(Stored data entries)
┄┄┄┄┄┄

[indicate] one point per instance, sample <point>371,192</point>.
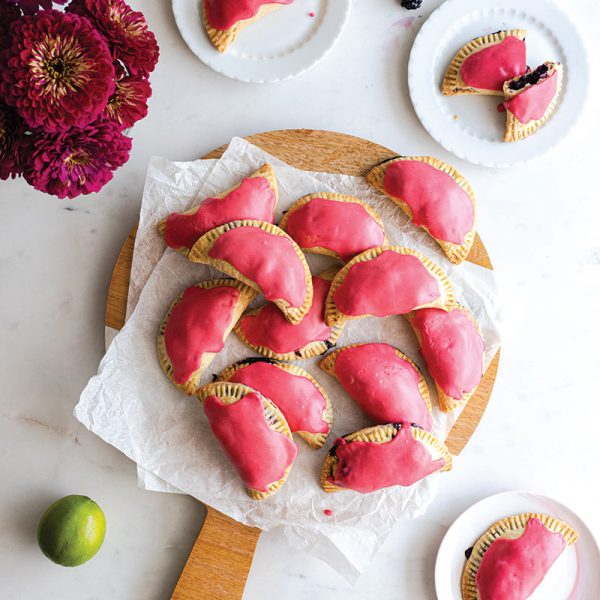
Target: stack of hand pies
<point>255,405</point>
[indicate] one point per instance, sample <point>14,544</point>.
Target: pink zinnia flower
<point>126,30</point>
<point>57,72</point>
<point>78,161</point>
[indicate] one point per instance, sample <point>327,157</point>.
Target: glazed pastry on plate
<point>254,197</point>
<point>224,19</point>
<point>435,196</point>
<point>383,456</point>
<point>303,402</point>
<point>262,256</point>
<point>383,381</point>
<point>530,100</point>
<point>510,560</point>
<point>269,333</point>
<point>389,280</point>
<point>453,349</point>
<point>253,434</point>
<point>483,65</point>
<point>334,225</point>
<point>196,326</point>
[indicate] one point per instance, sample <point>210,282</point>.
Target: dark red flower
<point>12,138</point>
<point>78,161</point>
<point>126,30</point>
<point>57,72</point>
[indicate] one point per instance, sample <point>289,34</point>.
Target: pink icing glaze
<point>259,454</point>
<point>367,466</point>
<point>531,104</point>
<point>436,200</point>
<point>512,569</point>
<point>267,259</point>
<point>384,385</point>
<point>452,349</point>
<point>390,284</point>
<point>489,68</point>
<point>269,328</point>
<point>346,229</point>
<point>301,403</point>
<point>253,199</point>
<point>224,14</point>
<point>196,326</point>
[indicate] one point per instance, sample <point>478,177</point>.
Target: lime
<point>71,530</point>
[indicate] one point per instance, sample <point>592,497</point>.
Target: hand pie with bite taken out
<point>263,257</point>
<point>253,433</point>
<point>435,196</point>
<point>301,399</point>
<point>195,328</point>
<point>383,456</point>
<point>511,559</point>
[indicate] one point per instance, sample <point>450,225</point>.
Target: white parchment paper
<point>132,405</point>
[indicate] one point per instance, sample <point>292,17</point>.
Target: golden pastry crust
<point>381,434</point>
<point>308,351</point>
<point>200,254</point>
<point>334,317</point>
<point>230,393</point>
<point>314,440</point>
<point>509,528</point>
<point>514,129</point>
<point>222,39</point>
<point>265,171</point>
<point>455,252</point>
<point>327,364</point>
<point>192,385</point>
<point>453,84</point>
<point>336,198</point>
<point>447,403</point>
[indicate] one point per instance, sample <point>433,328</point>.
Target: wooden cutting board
<point>218,565</point>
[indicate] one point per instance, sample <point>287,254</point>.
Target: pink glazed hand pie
<point>510,560</point>
<point>435,196</point>
<point>334,225</point>
<point>268,332</point>
<point>383,456</point>
<point>263,257</point>
<point>196,326</point>
<point>253,434</point>
<point>390,280</point>
<point>224,19</point>
<point>302,401</point>
<point>530,100</point>
<point>385,383</point>
<point>453,349</point>
<point>485,63</point>
<point>255,197</point>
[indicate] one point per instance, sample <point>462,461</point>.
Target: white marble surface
<point>540,223</point>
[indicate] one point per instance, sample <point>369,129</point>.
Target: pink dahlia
<point>126,31</point>
<point>78,161</point>
<point>57,72</point>
<point>128,102</point>
<point>12,131</point>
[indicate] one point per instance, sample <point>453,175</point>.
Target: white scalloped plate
<point>471,126</point>
<point>280,46</point>
<point>574,576</point>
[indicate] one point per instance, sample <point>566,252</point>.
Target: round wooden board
<point>222,541</point>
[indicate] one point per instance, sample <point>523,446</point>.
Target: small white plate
<point>471,126</point>
<point>279,46</point>
<point>575,575</point>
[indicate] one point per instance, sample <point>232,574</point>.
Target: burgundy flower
<point>57,72</point>
<point>126,30</point>
<point>12,131</point>
<point>78,161</point>
<point>128,103</point>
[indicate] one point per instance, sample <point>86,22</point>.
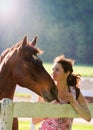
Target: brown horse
<point>21,65</point>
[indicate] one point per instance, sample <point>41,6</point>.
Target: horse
<point>20,64</point>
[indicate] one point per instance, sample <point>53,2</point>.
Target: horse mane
<point>18,45</point>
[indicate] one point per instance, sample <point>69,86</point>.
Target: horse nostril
<point>54,92</point>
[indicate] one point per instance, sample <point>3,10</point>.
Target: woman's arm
<point>81,107</point>
<point>38,120</point>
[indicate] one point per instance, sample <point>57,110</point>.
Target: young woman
<point>68,92</point>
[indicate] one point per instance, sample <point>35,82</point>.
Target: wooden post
<point>6,114</point>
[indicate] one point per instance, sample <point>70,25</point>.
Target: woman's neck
<point>62,86</point>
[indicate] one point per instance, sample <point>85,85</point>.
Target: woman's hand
<point>68,97</point>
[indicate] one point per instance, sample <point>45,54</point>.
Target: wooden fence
<point>9,109</point>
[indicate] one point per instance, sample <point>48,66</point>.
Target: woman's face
<point>58,73</point>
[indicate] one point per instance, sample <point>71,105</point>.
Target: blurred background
<point>62,26</point>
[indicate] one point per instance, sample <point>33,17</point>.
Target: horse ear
<point>24,43</point>
<point>33,42</point>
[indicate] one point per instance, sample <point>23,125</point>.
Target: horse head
<point>28,70</point>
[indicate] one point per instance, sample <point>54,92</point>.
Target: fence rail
<point>9,109</point>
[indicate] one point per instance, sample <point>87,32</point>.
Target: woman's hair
<point>67,64</point>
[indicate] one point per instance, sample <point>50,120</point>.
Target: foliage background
<point>63,27</point>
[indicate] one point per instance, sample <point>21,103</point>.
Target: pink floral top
<point>58,123</point>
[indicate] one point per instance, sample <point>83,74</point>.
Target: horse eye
<point>36,58</point>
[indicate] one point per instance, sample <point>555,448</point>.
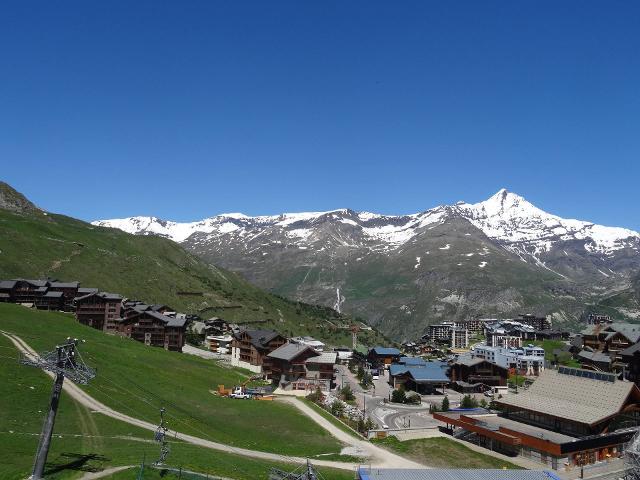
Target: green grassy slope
<point>85,441</point>
<point>138,380</point>
<point>34,244</point>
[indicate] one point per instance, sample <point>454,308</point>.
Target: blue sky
<point>187,109</point>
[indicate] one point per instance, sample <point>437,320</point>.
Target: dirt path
<point>105,473</point>
<point>377,456</point>
<point>91,403</point>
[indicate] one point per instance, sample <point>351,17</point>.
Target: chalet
<point>100,310</point>
<point>69,291</point>
<point>155,329</point>
<point>250,348</point>
<point>301,367</point>
<point>475,370</point>
<point>51,301</point>
<point>538,323</point>
<point>383,356</point>
<point>594,360</point>
<point>28,291</point>
<point>567,417</point>
<point>631,357</point>
<point>424,379</point>
<point>611,339</point>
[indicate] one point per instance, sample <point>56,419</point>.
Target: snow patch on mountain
<point>506,217</point>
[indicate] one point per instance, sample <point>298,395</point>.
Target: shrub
<point>468,402</point>
<point>337,408</point>
<point>347,394</point>
<point>398,396</point>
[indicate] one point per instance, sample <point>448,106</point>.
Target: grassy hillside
<point>138,380</point>
<point>34,244</point>
<point>85,441</point>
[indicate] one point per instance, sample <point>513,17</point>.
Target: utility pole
<point>160,437</point>
<point>64,361</point>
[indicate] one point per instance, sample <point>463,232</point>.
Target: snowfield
<point>505,217</point>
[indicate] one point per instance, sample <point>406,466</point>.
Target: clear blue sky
<point>187,109</point>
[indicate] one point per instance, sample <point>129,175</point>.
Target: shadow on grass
<point>75,461</point>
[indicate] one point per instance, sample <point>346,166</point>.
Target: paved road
<point>91,403</point>
<point>377,456</point>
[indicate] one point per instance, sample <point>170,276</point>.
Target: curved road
<point>379,457</point>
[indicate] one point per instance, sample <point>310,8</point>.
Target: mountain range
<point>496,258</point>
<point>35,243</point>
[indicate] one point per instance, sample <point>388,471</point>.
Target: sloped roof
<point>576,398</point>
<point>413,361</point>
<point>65,284</point>
<point>631,350</point>
<point>170,321</point>
<point>53,295</point>
<point>289,351</point>
<point>325,357</point>
<point>629,330</point>
<point>595,356</point>
<point>385,351</point>
<point>429,372</point>
<point>259,338</point>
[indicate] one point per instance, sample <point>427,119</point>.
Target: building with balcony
<point>250,348</point>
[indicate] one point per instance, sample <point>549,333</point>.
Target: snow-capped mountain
<point>492,257</point>
<point>505,217</point>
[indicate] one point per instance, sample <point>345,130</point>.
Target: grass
<point>550,346</point>
<point>85,441</point>
<point>155,270</point>
<point>138,380</point>
<point>335,421</point>
<point>443,453</point>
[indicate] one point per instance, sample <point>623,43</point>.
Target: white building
<point>459,338</point>
<point>528,360</point>
<point>317,345</point>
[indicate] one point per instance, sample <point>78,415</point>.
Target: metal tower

┄┄┄┄┄┄

About this exercise: Exactly the lines above, from the one containing "[indicate] one point per instance, sample <point>87,32</point>." down to the one containing "[indicate] one point per instance, sample <point>56,419</point>.", are to be repeated, including both ends. Pictures are not part of the copy.

Answer to the exercise:
[indicate] one point per instance, sample <point>87,32</point>.
Target: woman's hair
<point>67,64</point>
[indicate] one point per instance, sample <point>50,120</point>.
Target: foliage background
<point>63,27</point>
[indicate] one point per instance, sample <point>21,103</point>.
Target: pink floral top
<point>58,123</point>
[indicate] one point per instance, sample <point>83,74</point>.
Target: horse eye
<point>36,58</point>
[indicate] one point per instance, sample <point>555,448</point>.
Target: green grassy slope
<point>85,441</point>
<point>138,380</point>
<point>34,244</point>
[indicate] one point per instance, sample <point>454,308</point>.
Target: blue sky
<point>187,109</point>
[indicate] one point per instance, sample <point>437,320</point>.
Target: dirt path
<point>105,473</point>
<point>377,456</point>
<point>91,403</point>
[indicate] one point per instance, sample <point>351,17</point>.
Target: chalet
<point>100,310</point>
<point>69,291</point>
<point>155,329</point>
<point>250,348</point>
<point>301,367</point>
<point>475,370</point>
<point>51,301</point>
<point>538,323</point>
<point>383,356</point>
<point>594,360</point>
<point>28,291</point>
<point>567,417</point>
<point>631,357</point>
<point>424,379</point>
<point>611,339</point>
[indicate] one point per instance, sample <point>56,419</point>.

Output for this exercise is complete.